• Problem to solve:
What you return should match the entries below exactly, only without the images.

• Exercise data:
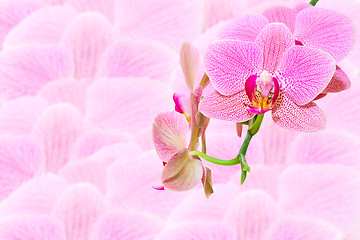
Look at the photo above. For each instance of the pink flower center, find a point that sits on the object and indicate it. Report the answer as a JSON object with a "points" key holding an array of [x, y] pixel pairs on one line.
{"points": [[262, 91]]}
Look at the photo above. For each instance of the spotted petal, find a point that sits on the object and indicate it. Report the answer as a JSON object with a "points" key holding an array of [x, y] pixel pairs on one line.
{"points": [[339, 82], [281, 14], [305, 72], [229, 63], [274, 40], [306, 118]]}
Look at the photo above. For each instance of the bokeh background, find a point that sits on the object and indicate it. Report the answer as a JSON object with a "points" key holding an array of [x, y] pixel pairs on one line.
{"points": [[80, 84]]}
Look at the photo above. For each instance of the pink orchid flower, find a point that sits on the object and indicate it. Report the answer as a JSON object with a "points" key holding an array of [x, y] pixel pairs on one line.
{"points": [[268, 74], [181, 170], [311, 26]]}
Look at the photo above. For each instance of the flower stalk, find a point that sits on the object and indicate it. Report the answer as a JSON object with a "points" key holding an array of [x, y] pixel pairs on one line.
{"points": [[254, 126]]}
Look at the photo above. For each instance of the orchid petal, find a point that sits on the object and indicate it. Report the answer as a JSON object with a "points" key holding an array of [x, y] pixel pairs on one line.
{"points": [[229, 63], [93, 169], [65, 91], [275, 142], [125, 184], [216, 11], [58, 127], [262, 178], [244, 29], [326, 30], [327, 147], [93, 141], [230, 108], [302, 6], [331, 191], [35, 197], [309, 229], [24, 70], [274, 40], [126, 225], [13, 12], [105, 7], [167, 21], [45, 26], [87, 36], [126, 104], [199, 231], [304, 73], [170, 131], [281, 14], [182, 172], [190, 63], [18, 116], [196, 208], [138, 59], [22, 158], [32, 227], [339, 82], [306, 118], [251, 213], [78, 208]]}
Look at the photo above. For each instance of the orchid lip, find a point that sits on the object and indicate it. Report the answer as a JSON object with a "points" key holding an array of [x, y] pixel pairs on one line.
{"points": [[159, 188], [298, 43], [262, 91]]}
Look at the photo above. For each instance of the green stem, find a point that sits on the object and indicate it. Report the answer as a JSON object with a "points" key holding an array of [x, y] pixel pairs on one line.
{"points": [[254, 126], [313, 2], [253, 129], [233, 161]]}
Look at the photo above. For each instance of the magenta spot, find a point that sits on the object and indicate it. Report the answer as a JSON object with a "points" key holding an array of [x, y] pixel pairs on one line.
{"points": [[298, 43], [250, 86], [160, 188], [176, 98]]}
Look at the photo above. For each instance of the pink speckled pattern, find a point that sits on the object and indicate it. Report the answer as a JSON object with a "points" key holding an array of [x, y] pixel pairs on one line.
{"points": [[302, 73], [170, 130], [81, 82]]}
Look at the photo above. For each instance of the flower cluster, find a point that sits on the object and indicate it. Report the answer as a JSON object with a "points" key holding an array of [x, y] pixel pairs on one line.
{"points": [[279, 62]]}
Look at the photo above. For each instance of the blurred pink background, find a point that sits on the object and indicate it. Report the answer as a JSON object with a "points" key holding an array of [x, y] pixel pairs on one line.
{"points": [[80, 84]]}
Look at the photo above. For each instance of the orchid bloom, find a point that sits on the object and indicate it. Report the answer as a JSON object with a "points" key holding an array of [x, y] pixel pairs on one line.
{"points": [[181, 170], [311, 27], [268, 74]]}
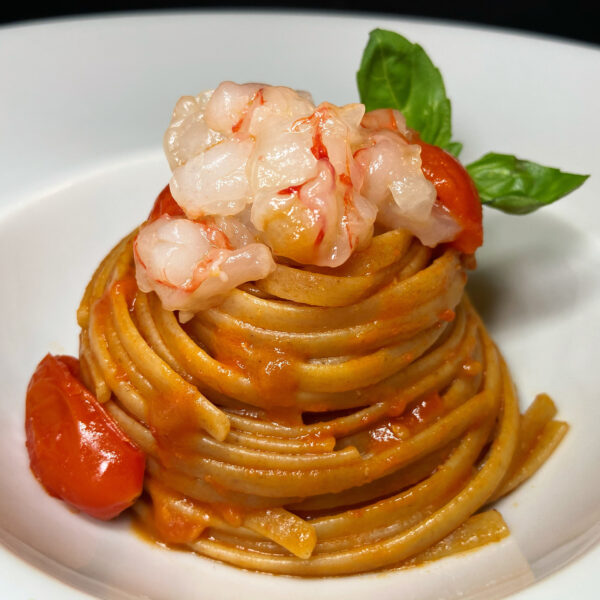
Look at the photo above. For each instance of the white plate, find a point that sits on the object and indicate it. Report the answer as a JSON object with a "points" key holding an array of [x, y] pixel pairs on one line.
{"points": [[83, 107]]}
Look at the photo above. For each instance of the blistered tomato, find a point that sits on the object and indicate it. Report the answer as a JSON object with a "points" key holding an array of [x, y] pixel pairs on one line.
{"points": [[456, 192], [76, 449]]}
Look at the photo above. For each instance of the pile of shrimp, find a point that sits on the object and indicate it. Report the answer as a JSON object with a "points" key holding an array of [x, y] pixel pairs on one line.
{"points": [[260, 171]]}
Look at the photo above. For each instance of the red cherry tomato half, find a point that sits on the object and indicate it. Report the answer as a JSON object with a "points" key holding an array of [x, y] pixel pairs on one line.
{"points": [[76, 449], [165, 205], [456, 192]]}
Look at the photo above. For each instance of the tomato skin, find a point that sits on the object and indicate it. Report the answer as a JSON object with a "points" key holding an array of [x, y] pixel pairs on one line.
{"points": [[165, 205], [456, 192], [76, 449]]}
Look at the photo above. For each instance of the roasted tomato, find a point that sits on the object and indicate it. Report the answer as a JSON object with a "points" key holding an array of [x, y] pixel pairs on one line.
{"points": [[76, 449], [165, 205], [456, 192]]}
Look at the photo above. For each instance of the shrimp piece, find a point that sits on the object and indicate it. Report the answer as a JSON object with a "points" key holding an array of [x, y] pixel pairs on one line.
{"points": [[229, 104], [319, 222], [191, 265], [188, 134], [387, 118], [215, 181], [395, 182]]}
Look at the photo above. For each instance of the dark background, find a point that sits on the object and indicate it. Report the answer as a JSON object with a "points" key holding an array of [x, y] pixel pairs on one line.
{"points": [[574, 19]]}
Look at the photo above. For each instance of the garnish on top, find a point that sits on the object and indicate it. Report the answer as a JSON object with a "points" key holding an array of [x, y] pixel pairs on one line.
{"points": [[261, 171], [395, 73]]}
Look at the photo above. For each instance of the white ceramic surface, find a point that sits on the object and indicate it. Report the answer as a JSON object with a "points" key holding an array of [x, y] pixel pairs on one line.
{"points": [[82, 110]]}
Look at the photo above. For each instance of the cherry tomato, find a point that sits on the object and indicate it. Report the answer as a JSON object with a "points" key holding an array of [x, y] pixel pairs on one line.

• Answer to the problem:
Look at the photo above. For each instance of the pink flower center, find a point that sits on the object and indicate it. Report the answer as a JSON object with a "points" key holding an array of [x, y] pixel pairs on one line.
{"points": [[262, 91]]}
Look at the photo above. For each instance of the spotted petal, find a point that sits on the object and indicate it. Report the answer as a JSON object with a "points" key holding an array of [x, y] pixel pairs on one line.
{"points": [[339, 82], [281, 14], [305, 72], [229, 63], [274, 40], [306, 118]]}
Look at the photo above. For each instance of the bokeh background, find a point that sits on the object and indicate it. Report the answer as a JSON object with a "points" key holding an array of [x, y] pixel pairs on one line.
{"points": [[80, 84]]}
Look at the photo above. For each instance of the pink orchid flower, find a point that sits on the object and indicate it. Report the answer as a JSON object with a "points" key holding an array of [x, y] pixel pairs on one line.
{"points": [[268, 74], [181, 170], [311, 26]]}
Look at the photo above. For each instance of the flower stalk, find a point that sits on the object and indicate it. Report the answer as a JSON object with a "points" key holding an array of [x, y] pixel pairs on one line.
{"points": [[254, 126]]}
Look at the photo above. For each instance of the orchid petal, find a point that sits on the object and indicate it. Report the answer as a JSON object with a "points" key holding an array of [x, y] pixel pairs on one line.
{"points": [[229, 63], [93, 169], [65, 91], [275, 142], [125, 184], [216, 11], [58, 127], [262, 178], [244, 29], [326, 30], [327, 147], [93, 141], [230, 108], [302, 6], [331, 191], [35, 197], [309, 229], [24, 70], [274, 40], [126, 225], [13, 12], [105, 7], [167, 21], [45, 26], [87, 36], [126, 104], [199, 231], [304, 73], [170, 131], [281, 14], [182, 172], [190, 63], [18, 116], [196, 208], [138, 59], [22, 158], [32, 227], [339, 82], [306, 118], [251, 213], [78, 208]]}
Look at the photo above. For each instance of the orchid lip, find a point that sits on the object and indicate it. Report the answer as a JSON object with a "points" key holding an array of [x, y] pixel pairs on one line.
{"points": [[159, 188], [298, 43], [262, 91]]}
Look at the photo above. For each instance of the green stem, find a point that sits on the object and indicate it. Report the answer as a JSON object with a "points" key holding an array of [x, y] pixel pairs on one line.
{"points": [[254, 126], [313, 2], [253, 129], [233, 161]]}
Look at the photo above. For each instance of the magenta spot, find a point that sits on the object and indicate it. Report the answer as a JSON object with a "points" key holding an array of [x, y] pixel pairs on one line.
{"points": [[298, 43], [250, 86], [160, 188], [176, 98]]}
Look at the photo above. For each instance of the pink speckled pattern, find a point that sits on the object and indicate it. Report the answer as a JSON object with a "points" key holding an array of [x, y] pixel pairs on one line.
{"points": [[302, 73], [170, 130], [81, 82]]}
Look at the photo above. For each instance of the flower cluster, find a point that sits on the object and indicate it. Report the answer as a JSON object with a "points" key holding an array of [x, y] pixel pairs on one line.
{"points": [[279, 62]]}
Look at the photo above. For each instance of the blurred pink background, find a point that sits on the object and indicate it. Report the answer as a JSON object with a "points" key holding an array of [x, y] pixel pairs on one line.
{"points": [[80, 84]]}
Look at the photo above. For each instance of the orchid bloom, find a point that sits on the object and indicate it. Report the answer as a JSON object with a "points" key holding an array of [x, y] pixel pairs on one line.
{"points": [[181, 170], [311, 27], [268, 74]]}
Look at the photo above. For each instance of the white plate, find a point that sits on the object and indicate it. Report the answer as a JSON object with a "points" key holding an array of [x, y] pixel pairs on one line.
{"points": [[83, 107]]}
Look at the photo above. For each instance of the blistered tomato, find a point that sits on the object and indicate it. Report the answer as a JSON object with a "points" key holding an array of [x, y] pixel pairs on one line.
{"points": [[456, 192], [76, 449]]}
Look at the photo above. For each instance of the pile of shrimp, find a point that sits on the object and indicate it. Report the answer as a JSON object with a "points" key holding an array of [x, y] pixel pairs on one line.
{"points": [[260, 171]]}
Look at the photo above. For each instance of the red cherry tomato half, find a point that sits on the object and indicate it. Report the answer as a JSON object with a "points" key holding an array of [x, y] pixel pairs on one line.
{"points": [[76, 449], [165, 205], [456, 192]]}
Look at the photo above. For each instance of the tomato skin, find a point that sits on the object and indicate it. Report the answer as a JSON object with a "points" key holding an array of [x, y] pixel pairs on one line.
{"points": [[165, 205], [456, 192], [76, 449]]}
Look at the photo above. For each instance of the roasted tomato, find a point that sits on the object and indicate it. Report the answer as a JSON object with a "points" key holding an array of [x, y] pixel pairs on one line.
{"points": [[76, 449], [165, 205], [456, 192]]}
Look at the photo above. For each instance of the shrimp piece, find a point that sits on the object and indicate it. Report the answer as a JSON object with a "points" key holding an array of [x, y] pixel pairs on one line.
{"points": [[229, 104], [319, 222], [191, 265], [188, 134], [387, 118], [215, 181], [395, 182]]}
Look at the photo above. For each instance of the dark background, find a point that sits on the object and indicate it. Report the answer as a JSON object with a "points" key holding an array of [x, y] pixel pairs on one line.
{"points": [[574, 19]]}
Look at the photo above. For each instance of the garnish on top, find a point that sits on the object and indicate it. Report the answer as a JSON object with a "points" key holding an array of [x, y] pixel pairs on one line.
{"points": [[261, 171], [395, 73]]}
Look at the photo above. For each instance of the white ceramic surface, find a point that sits on the object and indicate it. Report the answer as a JSON object with a "points" key holding an array of [x, y] pixel pairs on one line.
{"points": [[82, 110]]}
Look at the photo above. For each instance of the cherry tomato, find a point that sits on the object and indicate it. Report the answer as a JSON object with a "points" key holding an array of [x, y] pixel pairs on one line.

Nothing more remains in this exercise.